## PROBLEM TO SOLVE
Reproduce every row below word for word, leaving out the pictures.

## DATA SUPPLIED

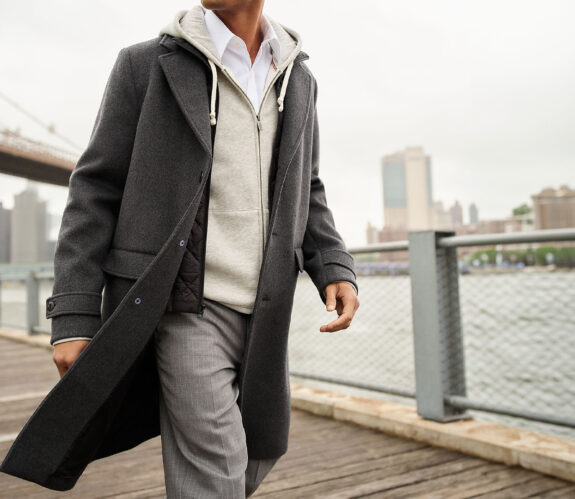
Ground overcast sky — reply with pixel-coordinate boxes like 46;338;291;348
0;0;575;246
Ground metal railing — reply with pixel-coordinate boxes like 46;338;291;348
0;229;575;438
290;229;575;438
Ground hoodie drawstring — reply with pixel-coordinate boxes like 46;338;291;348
208;59;294;125
208;59;218;125
278;59;293;113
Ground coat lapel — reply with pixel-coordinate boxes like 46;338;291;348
271;52;313;219
159;38;212;155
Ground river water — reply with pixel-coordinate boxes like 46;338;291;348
0;271;575;438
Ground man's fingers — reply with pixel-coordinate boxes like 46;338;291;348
325;284;337;312
319;299;355;333
319;313;352;333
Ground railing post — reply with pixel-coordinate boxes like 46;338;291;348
26;270;40;334
409;230;469;422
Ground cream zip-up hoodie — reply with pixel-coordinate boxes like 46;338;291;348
160;5;302;313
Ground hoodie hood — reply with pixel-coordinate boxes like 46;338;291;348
159;5;302;125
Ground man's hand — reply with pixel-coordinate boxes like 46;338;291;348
319;281;359;333
52;340;90;378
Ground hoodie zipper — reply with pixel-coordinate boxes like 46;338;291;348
222;66;284;261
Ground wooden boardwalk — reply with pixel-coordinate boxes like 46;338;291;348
0;339;575;499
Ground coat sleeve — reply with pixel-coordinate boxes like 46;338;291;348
302;78;358;303
46;48;139;345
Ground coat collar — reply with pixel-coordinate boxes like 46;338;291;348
159;34;311;158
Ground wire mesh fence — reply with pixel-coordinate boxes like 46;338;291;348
289;235;575;438
289;254;415;393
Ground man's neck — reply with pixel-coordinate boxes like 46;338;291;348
213;4;264;64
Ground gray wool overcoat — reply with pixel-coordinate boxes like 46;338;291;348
0;35;357;490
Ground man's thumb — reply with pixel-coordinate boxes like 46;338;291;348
325;285;336;312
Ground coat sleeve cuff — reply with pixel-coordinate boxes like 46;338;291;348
319;263;359;304
52;336;92;345
50;314;102;345
46;291;102;319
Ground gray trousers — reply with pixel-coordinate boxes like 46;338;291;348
154;299;277;499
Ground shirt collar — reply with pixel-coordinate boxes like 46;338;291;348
204;9;281;66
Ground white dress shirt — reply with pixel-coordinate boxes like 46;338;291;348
204;9;281;113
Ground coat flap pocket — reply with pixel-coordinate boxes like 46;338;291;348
101;248;156;279
294;248;303;272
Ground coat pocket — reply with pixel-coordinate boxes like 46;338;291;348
294;248;303;272
101;248;156;279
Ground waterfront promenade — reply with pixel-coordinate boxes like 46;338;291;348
0;338;575;498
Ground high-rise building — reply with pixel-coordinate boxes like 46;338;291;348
449;201;463;228
10;183;48;263
382;147;433;230
469;203;479;225
0;201;11;263
531;185;575;230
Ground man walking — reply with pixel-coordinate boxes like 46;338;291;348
2;0;359;498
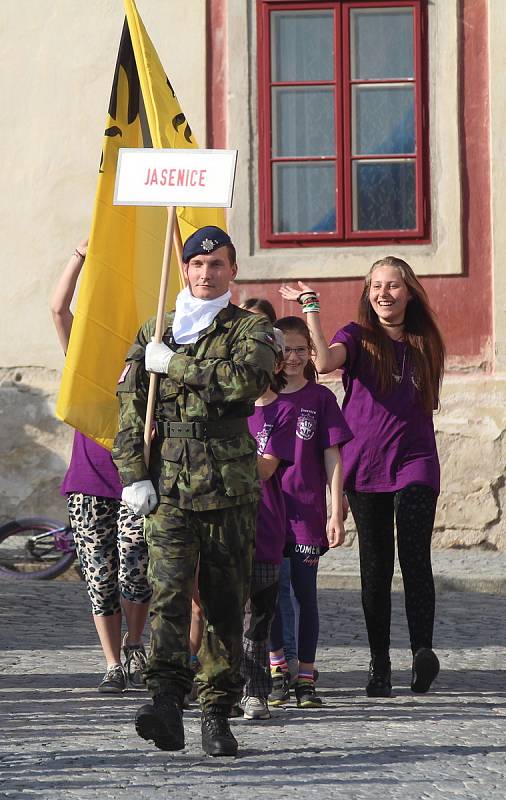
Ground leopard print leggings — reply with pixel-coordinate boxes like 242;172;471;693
67;492;151;617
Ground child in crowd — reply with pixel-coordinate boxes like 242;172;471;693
280;256;445;697
269;317;352;708
242;328;297;719
240;297;299;685
51;239;151;694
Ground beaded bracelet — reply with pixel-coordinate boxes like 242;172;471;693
302;301;320;314
297;291;318;306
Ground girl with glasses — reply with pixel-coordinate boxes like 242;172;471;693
280;256;445;697
269;317;352;708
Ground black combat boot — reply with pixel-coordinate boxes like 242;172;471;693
365;655;392;697
135;694;184;750
202;706;238;756
411;647;439;694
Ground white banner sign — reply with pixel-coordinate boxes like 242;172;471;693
114;147;237;208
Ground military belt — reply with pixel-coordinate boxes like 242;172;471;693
155;417;248;440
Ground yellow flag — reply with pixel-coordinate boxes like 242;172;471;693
56;0;225;449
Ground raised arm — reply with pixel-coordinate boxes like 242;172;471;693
279;281;346;375
51;239;88;353
323;445;346;547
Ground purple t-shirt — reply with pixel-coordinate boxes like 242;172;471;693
281;381;352;547
61;431;122;500
248;397;297;564
331;322;439;492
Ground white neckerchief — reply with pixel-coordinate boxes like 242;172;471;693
172;286;232;344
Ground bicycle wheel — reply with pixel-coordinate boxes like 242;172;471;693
0;517;76;580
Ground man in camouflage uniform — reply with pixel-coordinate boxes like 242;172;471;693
113;226;275;755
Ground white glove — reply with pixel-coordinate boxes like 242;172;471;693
121;481;158;517
145;340;176;375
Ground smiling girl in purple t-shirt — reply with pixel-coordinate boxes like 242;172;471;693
281;256;444;697
269;317;352;708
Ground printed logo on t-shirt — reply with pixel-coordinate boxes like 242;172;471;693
257;422;274;456
296;408;316;441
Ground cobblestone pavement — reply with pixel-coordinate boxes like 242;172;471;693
0;554;506;800
319;546;506;594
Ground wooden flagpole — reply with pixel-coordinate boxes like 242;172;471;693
144;206;176;467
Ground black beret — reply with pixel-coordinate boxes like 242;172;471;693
183;225;232;264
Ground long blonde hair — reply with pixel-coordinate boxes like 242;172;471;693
358;256;445;413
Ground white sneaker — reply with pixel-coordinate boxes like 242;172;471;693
241;697;271;719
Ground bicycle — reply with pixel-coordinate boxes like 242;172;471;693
0;517;76;581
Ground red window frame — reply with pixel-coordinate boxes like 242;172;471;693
257;0;430;248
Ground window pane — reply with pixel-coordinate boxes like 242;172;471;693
272;87;336;157
353;159;416;231
272;162;336;233
350;8;414;80
352;85;415;155
271;11;334;82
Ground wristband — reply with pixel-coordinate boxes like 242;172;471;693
302;302;320;314
297;290;318;306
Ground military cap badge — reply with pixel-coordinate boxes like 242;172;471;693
183;225;231;264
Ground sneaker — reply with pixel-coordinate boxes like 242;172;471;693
98;664;126;694
123;633;147;689
202;706;238;756
295;680;323;708
365;656;392;697
287;658;299;689
241;696;271;719
411;647;439;694
135;694;184;750
267;667;290;706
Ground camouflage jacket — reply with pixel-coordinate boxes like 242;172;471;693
112;303;275;511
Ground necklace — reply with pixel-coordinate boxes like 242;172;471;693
392;348;406;383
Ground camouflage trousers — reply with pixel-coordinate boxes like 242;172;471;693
144;497;257;708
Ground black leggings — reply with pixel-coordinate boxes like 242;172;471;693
346;484;437;657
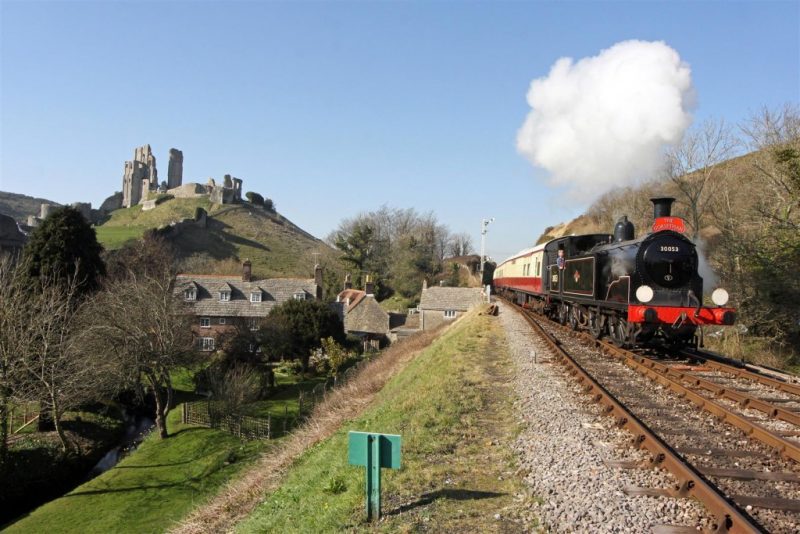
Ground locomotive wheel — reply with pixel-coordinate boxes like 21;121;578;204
589;311;606;339
609;317;628;347
558;304;569;324
567;306;580;330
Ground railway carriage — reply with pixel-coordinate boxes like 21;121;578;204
493;197;735;346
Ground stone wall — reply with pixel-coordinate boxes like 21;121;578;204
167;148;183;189
122;145;158;208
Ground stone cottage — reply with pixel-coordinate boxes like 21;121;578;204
174;261;322;351
334;275;389;350
419;282;485;330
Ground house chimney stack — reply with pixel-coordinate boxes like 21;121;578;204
314;264;322;287
364;275;375;295
314;264;322;300
242;260;253;282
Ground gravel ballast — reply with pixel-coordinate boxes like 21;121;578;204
499;303;711;532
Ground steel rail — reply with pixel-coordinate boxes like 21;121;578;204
515;307;764;533
614;347;800;426
592;339;800;462
682;351;800;395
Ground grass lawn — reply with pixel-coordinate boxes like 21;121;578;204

## COMPLETE RESPONSE
Ground overcast sky — reply with pixel-coordinate boxes like 46;338;291;348
0;0;575;246
Ground metal railing — reply with pixel-coordinate boxes like 46;338;291;348
0;229;575;438
290;229;575;438
Ground hoodie drawstring — reply with pixel-coordinate boxes like 46;338;291;348
208;59;294;125
208;59;218;125
278;59;293;113
Ground coat lapel — reply with pixel-coordinate boxes like 46;338;291;348
271;52;313;219
159;38;212;155
Ground river water — reply with pixel-coordinate boxes like 46;338;291;348
0;271;575;438
Ground man's fingers — reply with pixel-coordinate boxes like 46;338;291;348
325;284;337;312
319;299;355;333
319;313;352;333
Ground railing post — reply with pixel-coordinate boxes like 46;338;291;348
26;270;40;334
409;230;469;422
Ground cream zip-up hoodie — reply with pixel-coordinate boxes like 46;338;291;348
160;5;302;313
Ground hoodie hood — reply with pixel-coordinate boxes like 46;338;291;348
159;5;302;125
Ground man's hand — reply with pixel-coordinate boxes like 46;338;291;348
319;281;359;333
52;340;90;378
Ground hoodie zipper — reply with pixel-coordinate boxes like 46;338;291;348
222;66;284;261
Ground wooden boardwalk — reply with pixel-coordinate boxes like 46;338;291;348
0;339;575;499
Ground coat sleeve — reply with pixel-coordinate boxes like 46;338;291;348
302;78;358;303
46;48;139;345
Ground coat collar — reply with pixel-coordinate boxes like 46;338;291;348
159;34;311;158
Ground wire mesh fence — reply with pixel-coordinate boxes like 46;338;291;348
289;235;575;438
289;254;415;393
Ground man's neck — reply with pixel-coordinate boxes like 46;338;291;348
213;4;264;64
Ground gray wool overcoat — reply with pixel-coordinate boxes like 46;338;291;348
0;35;357;490
Ground man's thumb — reply with pixel-coordinate boxes like 46;338;291;348
325;285;336;312
Ground coat sleeve cuff — reply with pixel-coordinate boxes like 46;338;291;348
319;263;359;304
52;336;92;345
50;314;102;345
46;291;102;319
Ground gray trousers — reply with pixel-coordinate boxes like 46;338;291;348
154;299;277;499
Ground shirt collar — reply with pixel-coordinate boxes like 46;338;291;348
204;9;281;66
Ground white dress shirt — reply with pixel-coordinate boxes like 46;338;291;348
204;9;281;113
Ground coat flap pocket — reply with pixel-coordinate boxes like 46;338;291;348
101;248;156;279
294;248;303;272
Ground coat pocket — reply with pixel-coordinate boxes like 46;338;291;348
294;248;303;272
101;248;156;279
Ground waterfront promenade — reply with pixel-coordinate boxes like 46;338;291;348
0;338;575;498
Ground high-rise building — reply with pixel-coordinate boxes like 46;338;291;348
449;201;463;228
10;183;48;263
382;147;433;230
469;203;479;225
0;201;11;263
531;185;575;230
Ground man walking — reply with pixel-coordinate boxes like 46;338;291;348
2;0;359;498
Ground leopard print leggings — reply with pixel-coordinate boxes like 242;172;471;693
67;492;151;617
Ground child in crowd — reply with pixel-coordinate boxes like 242;172;471;693
280;256;445;697
269;317;352;708
242;328;297;719
240;297;299;685
51;239;151;694
Ground beaded bracelet — reply with pixel-coordinate boxes like 242;172;471;693
302;301;320;314
297;291;318;306
Ground girl with glasses — reply with pixel-coordinate boxes like 242;172;471;693
280;256;445;697
269;317;352;708
Ground black combat boot — reply with pixel-coordinate boxes like 242;172;471;693
365;655;392;697
135;694;184;750
202;706;238;756
411;647;439;694
Ground white banner sign — reply with pixel-coordinate boxes like 242;172;471;693
114;147;237;208
Ground military belt — reply with pixel-coordinate boxes like 242;172;471;693
155;417;248;440
Ground yellow flag — reply with pixel-coordinate boxes like 242;172;471;693
56;0;225;449
Ground raised arm — reply with pixel-coordinate boxes like 242;172;471;693
279;281;346;375
51;239;88;353
323;445;346;547
Ground purple t-shirt — reply with pixel-coordinate boxes like 242;172;471;693
281;381;352;547
61;431;122;500
248;397;297;564
331;322;439;492
Ground white neckerchief — reply with pixel-coordinate boxes like 242;172;471;693
172;286;232;344
Ground bicycle wheel — reply with pixel-coordinate boxes like 242;172;471;693
0;517;76;580
Ground man in camouflage uniform — reply with pixel-coordinate boxes like 242;172;471;693
113;226;275;755
Ground white glove — reply with pixel-coordinate boxes like 242;172;471;693
121;481;158;517
145;340;176;375
Ground smiling girl in purple t-shirt — reply with pixel-coordinate boxes like 242;172;471;693
281;256;444;697
269;317;352;708
Ground printed logo on t-shirt — reply with pixel-coordinate boxes like 242;172;471;693
257;422;274;456
296;408;316;441
Ground cobblestone pavement — reply with pixel-coordinate boxes like 242;172;471;693
0;554;506;800
319;546;506;594
Ground wooden flagpole — reply with pixel-coordinate boxes like 242;172;471;693
144;206;176;467
Ground black beret — reply with pixel-coordinate boxes like 242;172;471;693
183;225;232;264
Ground long blonde hair — reply with pixel-coordinate boxes like 242;172;471;693
358;256;445;413
Ground white sneaker — reply with pixel-coordinate boxes like 242;172;471;693
241;697;271;719
Ground bicycle — reply with pixel-coordinate boxes like 242;172;471;693
0;517;76;581
Ground red window frame — reply with pixel-coordinate boxes like 242;172;471;693
257;0;430;248
Ground window pane — reply with pixel-coordinate boxes like 242;172;471;693
272;87;336;157
353;159;416;231
272;162;336;233
350;8;414;80
352;85;415;155
271;11;334;82
Ground wristband — reply with pixel-coordinate boxes like 242;172;471;693
302;302;320;314
297;290;318;306
Ground military cap badge — reply with pixel-coordinate boxes like 242;172;471;693
183;225;231;264
Ground sneaker — reply with pixel-coordinate boxes like 242;172;471;693
98;664;126;694
123;633;147;689
202;706;238;756
295;680;323;708
365;656;392;697
287;658;299;689
241;696;271;719
411;647;439;694
135;694;184;750
267;667;290;706
Ground camouflage jacket — reply with pixel-coordinate boxes like 242;172;471;693
112;303;275;511
Ground necklace — reply with pixel-coordinate boxes like 242;172;471;693
392;348;406;383
Ground camouflage trousers — reply with pixel-coordinate boxes like 242;172;471;693
144;497;257;708
Ground black leggings — reply with pixel-coordinate boxes like 242;172;471;693
346;484;437;657
Ground locomotive wheel — reply with pixel-coordinate boxes like 21;121;578;204
589;311;606;339
609;317;628;347
558;304;569;324
567;306;580;330
Ground railway carriage — reply with pixel-coordinate boxes like 21;121;578;204
493;197;735;346
Ground stone wall — reply with pixel-coordinate boxes like 21;121;578;204
167;148;183;189
122;145;158;208
Ground stone cottage — reply with pixel-coordinate boxes like 21;121;578;204
174;261;322;351
334;275;389;350
419;282;485;330
Ground house chimney stack — reply with pixel-coordinate boxes like 21;121;578;204
314;264;322;287
364;275;375;295
314;264;322;300
242;260;253;282
Ground gravel ballast — reply with pixel-coordinate boxes like 21;121;578;204
499;303;711;532
Ground steel rail — reply with pixel-coordinate boxes like 21;121;578;204
515;307;764;533
614;347;800;426
592;339;800;462
682;351;800;395
Ground grass lawn — reply with pixel-coordinate boxes like 21;121;578;204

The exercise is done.